EXCERPT TO READ ->
SPRINGFIELD, Mo. (AP) — A Springfield, Missouri, woman is suing the city over its decision to require face coverings, saying the health of others “is not my responsibility.”
Rachel Shelton is asking the court to temporarily stop an ordinance, and to rule that it violates her rights. The Springfield law follows a big spike in new confirmed cases of the coronavirus in southwestern Missouri and across the state.
“Your health is not my responsibility,” Shelton said at a news conference Thursday, according to the Springfield News-Leader. “Your emotional well-being is not my responsibility.”
Springfield, Missouri’s third-largest city, is among several jurisdictions in the state that have begun requiring face coverings in many public places.
Confirmed COVID-19 cases have risen sharply since Republican Gov. Mike Parson allowed the state to reopen for business in mid-June. The state has set a daily record for new confirmed cases each of the past four days, including the 1,652 cases reported Friday. That was 15 more than the record set on Thursday.
The state also has recorded 1,178 deaths since the pandemic began. The number was revised down by one, without explanation, on Friday.
The number of infections is thought to be far higher because many people have not been tested, and studies suggest people can be infected with the virus without feeling sick.
Shelton’s attorney, Kristi Fulnecky, said Springfield’s ordinance violates Shelton’s right to privacy under the Fourth Amendment and freedom of expression and religion under the First Amendment because she “does not want to be required to wear face coverings during church worship” or in businesses.

RECORDED DATA ->
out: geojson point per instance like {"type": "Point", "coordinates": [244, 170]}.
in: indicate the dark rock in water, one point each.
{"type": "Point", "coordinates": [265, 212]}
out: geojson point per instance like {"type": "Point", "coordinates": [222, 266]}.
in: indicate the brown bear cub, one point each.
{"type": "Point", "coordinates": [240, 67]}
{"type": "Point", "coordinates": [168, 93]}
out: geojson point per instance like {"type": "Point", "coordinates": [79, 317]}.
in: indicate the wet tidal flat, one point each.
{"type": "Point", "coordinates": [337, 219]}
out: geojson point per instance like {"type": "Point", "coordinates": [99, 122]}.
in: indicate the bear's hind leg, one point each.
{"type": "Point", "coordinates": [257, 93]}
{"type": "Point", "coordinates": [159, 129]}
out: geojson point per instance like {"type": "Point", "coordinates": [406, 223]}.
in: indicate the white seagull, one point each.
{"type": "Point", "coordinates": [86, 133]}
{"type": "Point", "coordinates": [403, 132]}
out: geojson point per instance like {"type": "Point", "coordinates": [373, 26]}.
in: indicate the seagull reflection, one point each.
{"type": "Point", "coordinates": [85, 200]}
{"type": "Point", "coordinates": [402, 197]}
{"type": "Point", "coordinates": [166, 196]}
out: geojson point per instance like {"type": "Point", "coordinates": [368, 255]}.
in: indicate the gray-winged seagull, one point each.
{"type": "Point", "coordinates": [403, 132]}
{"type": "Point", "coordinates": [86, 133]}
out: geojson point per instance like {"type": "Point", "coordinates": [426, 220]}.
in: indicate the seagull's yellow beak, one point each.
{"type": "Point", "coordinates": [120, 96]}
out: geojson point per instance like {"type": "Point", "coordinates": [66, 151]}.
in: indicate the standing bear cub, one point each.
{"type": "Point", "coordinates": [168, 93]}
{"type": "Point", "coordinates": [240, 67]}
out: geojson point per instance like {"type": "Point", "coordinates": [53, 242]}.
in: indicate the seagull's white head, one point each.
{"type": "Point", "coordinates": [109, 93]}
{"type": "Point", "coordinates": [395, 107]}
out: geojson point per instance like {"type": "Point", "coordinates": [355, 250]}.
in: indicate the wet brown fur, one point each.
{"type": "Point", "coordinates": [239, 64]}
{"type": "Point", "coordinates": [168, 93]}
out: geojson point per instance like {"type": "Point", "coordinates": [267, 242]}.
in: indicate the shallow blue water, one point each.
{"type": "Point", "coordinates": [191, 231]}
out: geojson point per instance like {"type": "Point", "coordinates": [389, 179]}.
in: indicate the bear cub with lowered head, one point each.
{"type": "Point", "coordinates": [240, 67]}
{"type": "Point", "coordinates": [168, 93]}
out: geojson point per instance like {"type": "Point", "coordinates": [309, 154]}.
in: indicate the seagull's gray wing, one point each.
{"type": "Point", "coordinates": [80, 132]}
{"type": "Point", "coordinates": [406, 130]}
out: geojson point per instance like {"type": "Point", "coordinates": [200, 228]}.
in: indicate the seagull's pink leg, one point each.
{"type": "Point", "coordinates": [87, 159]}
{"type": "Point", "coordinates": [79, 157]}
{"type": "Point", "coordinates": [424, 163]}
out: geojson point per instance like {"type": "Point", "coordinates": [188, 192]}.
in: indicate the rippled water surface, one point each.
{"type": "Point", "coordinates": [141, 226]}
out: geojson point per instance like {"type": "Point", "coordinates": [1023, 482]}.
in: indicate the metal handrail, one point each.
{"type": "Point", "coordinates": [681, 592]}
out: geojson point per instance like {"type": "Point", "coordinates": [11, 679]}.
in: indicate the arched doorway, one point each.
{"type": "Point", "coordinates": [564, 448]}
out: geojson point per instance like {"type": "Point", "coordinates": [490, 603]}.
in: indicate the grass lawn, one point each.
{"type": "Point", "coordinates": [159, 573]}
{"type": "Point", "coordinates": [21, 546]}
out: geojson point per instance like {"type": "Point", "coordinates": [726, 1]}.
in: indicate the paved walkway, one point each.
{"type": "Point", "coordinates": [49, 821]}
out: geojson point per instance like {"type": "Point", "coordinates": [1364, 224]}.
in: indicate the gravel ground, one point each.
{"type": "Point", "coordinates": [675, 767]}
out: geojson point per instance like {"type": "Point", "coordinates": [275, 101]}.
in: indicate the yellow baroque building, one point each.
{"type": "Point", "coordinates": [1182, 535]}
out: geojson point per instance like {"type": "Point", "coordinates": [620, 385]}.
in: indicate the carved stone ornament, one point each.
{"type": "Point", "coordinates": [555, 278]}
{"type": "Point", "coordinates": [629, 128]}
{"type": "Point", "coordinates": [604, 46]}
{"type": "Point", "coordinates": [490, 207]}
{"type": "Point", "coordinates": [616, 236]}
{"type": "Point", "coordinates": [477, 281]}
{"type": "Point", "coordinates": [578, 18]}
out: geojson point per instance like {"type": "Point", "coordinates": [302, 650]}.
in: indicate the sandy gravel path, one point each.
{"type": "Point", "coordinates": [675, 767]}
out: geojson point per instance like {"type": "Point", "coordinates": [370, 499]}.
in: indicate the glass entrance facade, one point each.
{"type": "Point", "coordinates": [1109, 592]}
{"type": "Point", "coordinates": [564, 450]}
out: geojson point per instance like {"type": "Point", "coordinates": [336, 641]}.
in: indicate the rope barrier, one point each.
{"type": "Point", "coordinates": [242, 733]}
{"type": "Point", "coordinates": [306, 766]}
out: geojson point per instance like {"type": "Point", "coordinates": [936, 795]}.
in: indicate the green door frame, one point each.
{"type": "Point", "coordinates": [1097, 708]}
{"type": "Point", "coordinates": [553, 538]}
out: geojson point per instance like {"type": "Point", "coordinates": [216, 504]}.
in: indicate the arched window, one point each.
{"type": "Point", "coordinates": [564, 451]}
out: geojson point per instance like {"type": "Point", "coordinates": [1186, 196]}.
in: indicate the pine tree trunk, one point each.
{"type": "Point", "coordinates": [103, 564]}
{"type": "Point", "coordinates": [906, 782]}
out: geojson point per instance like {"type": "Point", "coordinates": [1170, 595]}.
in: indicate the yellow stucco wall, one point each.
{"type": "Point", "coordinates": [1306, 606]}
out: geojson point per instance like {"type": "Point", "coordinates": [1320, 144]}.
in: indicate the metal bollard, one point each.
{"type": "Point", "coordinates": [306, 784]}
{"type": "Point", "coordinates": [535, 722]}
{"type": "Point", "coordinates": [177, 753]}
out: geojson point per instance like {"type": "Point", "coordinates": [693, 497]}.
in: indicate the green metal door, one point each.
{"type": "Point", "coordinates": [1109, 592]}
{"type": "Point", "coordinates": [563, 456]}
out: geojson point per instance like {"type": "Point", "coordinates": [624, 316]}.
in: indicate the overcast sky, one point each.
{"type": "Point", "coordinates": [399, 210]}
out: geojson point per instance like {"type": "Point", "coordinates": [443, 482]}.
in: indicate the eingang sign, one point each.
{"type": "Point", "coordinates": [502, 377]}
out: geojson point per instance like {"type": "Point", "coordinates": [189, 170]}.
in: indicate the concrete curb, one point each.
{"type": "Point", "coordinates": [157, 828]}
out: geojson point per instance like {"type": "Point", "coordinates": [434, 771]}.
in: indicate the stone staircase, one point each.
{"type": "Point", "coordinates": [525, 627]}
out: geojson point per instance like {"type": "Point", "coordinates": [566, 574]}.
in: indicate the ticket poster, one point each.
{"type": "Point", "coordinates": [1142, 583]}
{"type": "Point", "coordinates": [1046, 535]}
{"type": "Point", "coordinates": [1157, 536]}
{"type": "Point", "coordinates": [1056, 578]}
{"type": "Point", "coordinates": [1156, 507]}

EXERCISE SET ->
a) In the Springfield mask lawsuit article, how many new confirmed cases did Missouri report on Friday?
b) Recast the paragraph of the Springfield mask lawsuit article that begins "Confirmed COVID-19 cases have risen sharply" as a short bulleted list.
c) Carry on the Springfield mask lawsuit article from its last paragraph.

ANSWERS TO EACH TASK ->
a) 1,652 cases.

b)
- Confirmed COVID-19 cases have risen sharply since Republican Gov. Mike Parson let Missouri reopen for business in mid-June.
- The state has set a daily record for new confirmed cases on each of the past four days.
- Friday's 1,652 cases were 15 more than Thursday's record.

c)
Fulnecky also said the ordinance that took effect last week is overly broad and violates due process.
The Springfield ordinance requires people older than 11 to wear a face covering at most businesses, entertainment venues, religious services and K-12 schools, with some exceptions.
Across Missouri, schools are deciding whether to hold in-person classes when students return to school. On Friday, the Kansas City school board voted to delay classes until after Labor Day, and then offer only online classes.
The district will bring back students in phases when the number of coronavirus cases declines for 14 consecutive days. If cases increase again after students return to school, the district may revert to online classes again.
St. Louis County Executive Sam Page, a Democrat, has suggested that parents opt for virtual learning.
“As this trend is going it will be very difficult for schools to have anything other than an all virtual curriculum,” Page said at a news conference Friday.